** Opening Data records block **
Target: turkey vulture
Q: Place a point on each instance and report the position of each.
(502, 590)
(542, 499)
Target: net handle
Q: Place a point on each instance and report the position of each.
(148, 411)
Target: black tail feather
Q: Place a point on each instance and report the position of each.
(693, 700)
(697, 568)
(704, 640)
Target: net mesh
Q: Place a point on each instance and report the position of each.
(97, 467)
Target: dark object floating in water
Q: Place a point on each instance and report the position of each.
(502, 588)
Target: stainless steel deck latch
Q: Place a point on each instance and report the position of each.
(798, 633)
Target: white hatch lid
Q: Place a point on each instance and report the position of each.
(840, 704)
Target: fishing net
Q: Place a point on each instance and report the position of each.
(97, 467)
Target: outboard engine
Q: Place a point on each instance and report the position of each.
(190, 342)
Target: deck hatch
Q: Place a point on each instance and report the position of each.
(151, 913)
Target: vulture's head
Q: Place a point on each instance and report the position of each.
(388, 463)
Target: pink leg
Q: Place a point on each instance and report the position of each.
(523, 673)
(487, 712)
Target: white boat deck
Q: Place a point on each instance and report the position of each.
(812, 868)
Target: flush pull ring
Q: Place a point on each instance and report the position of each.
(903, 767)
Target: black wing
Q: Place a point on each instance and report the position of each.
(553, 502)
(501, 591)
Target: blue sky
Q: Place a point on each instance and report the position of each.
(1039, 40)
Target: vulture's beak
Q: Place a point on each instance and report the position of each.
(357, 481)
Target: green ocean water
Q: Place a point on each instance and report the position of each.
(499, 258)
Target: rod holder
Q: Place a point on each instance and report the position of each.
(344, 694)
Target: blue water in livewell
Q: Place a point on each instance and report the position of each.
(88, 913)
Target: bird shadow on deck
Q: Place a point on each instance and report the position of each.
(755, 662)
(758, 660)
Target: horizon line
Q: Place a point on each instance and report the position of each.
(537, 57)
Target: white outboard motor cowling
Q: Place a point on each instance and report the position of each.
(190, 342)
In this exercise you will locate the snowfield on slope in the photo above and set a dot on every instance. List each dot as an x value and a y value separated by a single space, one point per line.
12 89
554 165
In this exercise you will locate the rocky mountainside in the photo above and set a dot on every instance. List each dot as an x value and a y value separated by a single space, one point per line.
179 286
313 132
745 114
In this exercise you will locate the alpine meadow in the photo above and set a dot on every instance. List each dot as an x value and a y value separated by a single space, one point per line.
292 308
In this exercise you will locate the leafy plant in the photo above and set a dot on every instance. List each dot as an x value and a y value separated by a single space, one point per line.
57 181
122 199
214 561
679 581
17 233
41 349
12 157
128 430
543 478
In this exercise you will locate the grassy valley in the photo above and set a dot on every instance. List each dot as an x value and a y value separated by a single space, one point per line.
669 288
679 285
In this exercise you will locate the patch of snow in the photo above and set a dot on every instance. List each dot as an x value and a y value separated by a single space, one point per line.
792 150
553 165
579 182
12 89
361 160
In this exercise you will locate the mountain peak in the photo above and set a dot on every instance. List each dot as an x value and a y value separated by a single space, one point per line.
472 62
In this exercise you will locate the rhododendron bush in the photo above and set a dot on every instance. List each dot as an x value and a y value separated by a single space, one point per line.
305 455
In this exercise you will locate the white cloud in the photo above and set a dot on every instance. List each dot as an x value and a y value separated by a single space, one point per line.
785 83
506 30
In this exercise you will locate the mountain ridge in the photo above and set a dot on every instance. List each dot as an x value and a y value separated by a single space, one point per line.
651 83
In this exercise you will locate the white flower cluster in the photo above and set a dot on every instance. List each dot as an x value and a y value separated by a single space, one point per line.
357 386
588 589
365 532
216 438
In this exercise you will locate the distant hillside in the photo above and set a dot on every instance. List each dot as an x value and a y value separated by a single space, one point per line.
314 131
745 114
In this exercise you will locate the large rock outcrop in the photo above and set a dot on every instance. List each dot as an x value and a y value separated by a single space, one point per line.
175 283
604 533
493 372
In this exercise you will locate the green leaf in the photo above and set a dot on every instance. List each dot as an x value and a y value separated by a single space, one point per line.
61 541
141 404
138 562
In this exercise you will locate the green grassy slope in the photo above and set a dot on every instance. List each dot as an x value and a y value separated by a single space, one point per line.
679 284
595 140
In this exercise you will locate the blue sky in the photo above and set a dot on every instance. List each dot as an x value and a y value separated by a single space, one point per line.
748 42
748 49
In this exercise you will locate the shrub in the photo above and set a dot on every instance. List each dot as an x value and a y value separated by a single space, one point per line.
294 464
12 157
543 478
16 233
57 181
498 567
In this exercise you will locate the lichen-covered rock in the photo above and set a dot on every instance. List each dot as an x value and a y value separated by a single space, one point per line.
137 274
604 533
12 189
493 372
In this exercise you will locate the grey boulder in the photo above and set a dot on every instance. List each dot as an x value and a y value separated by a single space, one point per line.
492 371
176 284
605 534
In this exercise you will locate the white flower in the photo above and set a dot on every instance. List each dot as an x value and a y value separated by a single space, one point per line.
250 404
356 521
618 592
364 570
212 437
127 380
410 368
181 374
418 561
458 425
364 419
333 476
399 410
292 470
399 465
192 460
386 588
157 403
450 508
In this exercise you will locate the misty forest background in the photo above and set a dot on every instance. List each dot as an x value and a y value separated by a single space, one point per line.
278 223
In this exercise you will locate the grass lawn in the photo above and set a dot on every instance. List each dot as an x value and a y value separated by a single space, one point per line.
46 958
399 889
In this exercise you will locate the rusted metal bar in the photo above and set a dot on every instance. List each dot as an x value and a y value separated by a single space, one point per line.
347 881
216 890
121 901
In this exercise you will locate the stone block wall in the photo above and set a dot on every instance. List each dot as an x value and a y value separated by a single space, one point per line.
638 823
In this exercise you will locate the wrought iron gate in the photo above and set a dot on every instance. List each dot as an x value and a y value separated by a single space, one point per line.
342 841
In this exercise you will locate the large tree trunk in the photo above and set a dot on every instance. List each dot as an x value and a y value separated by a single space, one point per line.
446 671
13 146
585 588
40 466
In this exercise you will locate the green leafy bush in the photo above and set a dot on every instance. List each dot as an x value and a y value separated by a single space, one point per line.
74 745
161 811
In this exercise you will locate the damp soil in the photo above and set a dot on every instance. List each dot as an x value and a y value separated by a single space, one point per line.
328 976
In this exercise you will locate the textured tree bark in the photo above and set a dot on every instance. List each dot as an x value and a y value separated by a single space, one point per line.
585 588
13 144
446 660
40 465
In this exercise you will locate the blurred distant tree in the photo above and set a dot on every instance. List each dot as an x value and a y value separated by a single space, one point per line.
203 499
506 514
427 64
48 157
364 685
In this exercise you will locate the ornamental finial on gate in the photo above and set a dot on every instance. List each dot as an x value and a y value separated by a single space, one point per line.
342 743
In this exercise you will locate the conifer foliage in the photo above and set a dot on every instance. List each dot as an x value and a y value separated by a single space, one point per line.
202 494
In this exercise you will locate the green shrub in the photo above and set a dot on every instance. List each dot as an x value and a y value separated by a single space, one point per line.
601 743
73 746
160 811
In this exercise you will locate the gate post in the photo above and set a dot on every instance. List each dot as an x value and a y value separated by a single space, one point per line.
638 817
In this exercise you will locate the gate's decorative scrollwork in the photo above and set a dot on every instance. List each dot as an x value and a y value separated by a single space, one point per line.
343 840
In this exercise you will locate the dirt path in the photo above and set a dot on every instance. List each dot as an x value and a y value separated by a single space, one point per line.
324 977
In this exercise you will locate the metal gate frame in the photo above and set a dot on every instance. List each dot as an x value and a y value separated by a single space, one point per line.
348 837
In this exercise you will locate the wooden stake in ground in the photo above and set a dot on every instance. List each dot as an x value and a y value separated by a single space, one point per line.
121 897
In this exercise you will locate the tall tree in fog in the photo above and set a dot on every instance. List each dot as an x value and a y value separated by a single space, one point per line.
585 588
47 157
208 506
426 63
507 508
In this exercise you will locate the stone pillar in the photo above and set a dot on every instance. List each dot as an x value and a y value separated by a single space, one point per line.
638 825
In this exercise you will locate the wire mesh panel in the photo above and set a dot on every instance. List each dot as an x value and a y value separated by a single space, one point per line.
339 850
** Closing Data records block **
◆ What you are asked to do: In the entries above, copy each line that contains the string "deck".

◆ Exercise result:
Target: stainless steel deck latch
Target: deck hatch
Target: white boat deck
Target: bird shadow on deck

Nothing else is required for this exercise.